What you are asked to do:
In your copy of the data, omit the pictures and keep all else exactly as given.

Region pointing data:
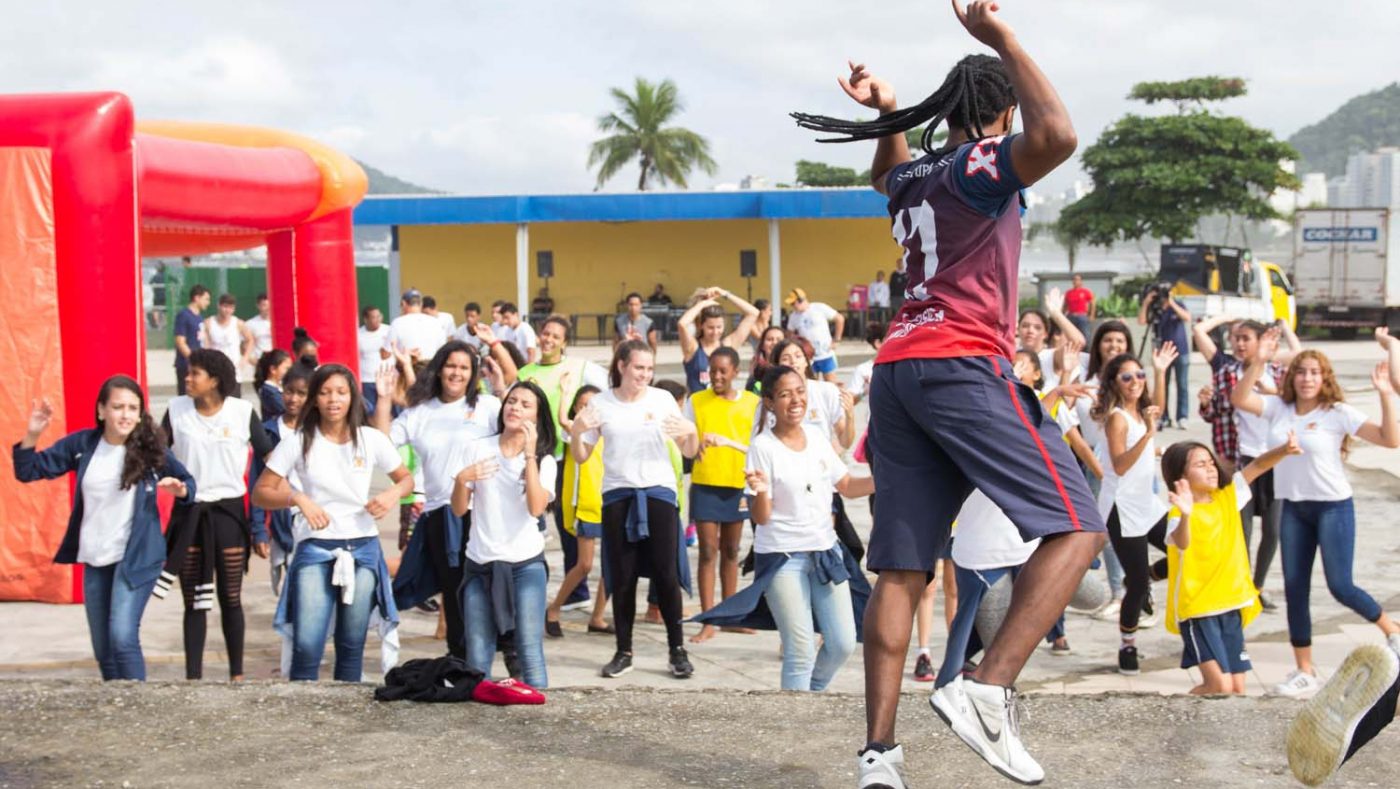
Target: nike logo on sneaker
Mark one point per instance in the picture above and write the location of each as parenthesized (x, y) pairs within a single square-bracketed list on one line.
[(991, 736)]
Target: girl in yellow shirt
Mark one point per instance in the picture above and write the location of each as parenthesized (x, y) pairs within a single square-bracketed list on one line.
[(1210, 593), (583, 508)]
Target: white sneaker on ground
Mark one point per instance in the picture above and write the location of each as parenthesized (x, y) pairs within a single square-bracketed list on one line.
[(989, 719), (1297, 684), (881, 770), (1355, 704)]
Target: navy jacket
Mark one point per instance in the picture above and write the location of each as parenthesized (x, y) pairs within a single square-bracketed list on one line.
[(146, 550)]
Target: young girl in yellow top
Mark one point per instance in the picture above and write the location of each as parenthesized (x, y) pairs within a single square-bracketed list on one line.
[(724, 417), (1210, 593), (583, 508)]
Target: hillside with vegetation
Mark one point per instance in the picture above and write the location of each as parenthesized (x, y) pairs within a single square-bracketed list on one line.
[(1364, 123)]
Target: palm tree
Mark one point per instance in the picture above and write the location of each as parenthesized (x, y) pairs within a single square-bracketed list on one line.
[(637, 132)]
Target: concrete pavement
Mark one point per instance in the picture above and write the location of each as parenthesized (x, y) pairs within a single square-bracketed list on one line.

Finished task:
Target: nike logo on sneaker
Mark one point per instance in the picture above and write the location of each as parenthesized (x, y) pairs within a single square-bracketed list on one line.
[(991, 736)]
Target: girl in yellow shirt
Mark one point per instance in the picture above and write the location of each as parenthesized (x, y) pairs within a single square-bracketed list on one line.
[(1210, 593), (583, 508)]
Target: white sneaker on ground
Mark one point per instance in the picture above and write the location of each as parenthesized (x, y) pairs within a single square-bracketed list on one line.
[(989, 719), (1297, 684), (881, 770), (1355, 704)]
Target: navy jacket
Mark one point per instance in the picture above and write the location of each as parenthesized (x, y) pairs within a single square-bracketed list on one line.
[(146, 550)]
Target: young girl in yellow top
Mark one point per instance in the picture above and write the location of each as parenthesized (x, y) pairs within a single square-bracketed list on one line.
[(724, 417), (1210, 593), (583, 508)]
Target: hillside with vegetation
Mark one point per instance in the picture above and write the location of each as parenthesized (x, y) pairs within a single square-bracketed list on one line.
[(1364, 123)]
Target: palm tree
Mark one point per instance in the picture above and write the location of each as parenthesized (x, y) pairs within a single square-bracketed list on one line.
[(637, 132)]
Target: concrete pavement
Mark one point per instance in the picture above and write the location of each as parenthesized (x, y) pairs within a single square-bracketed list on one line.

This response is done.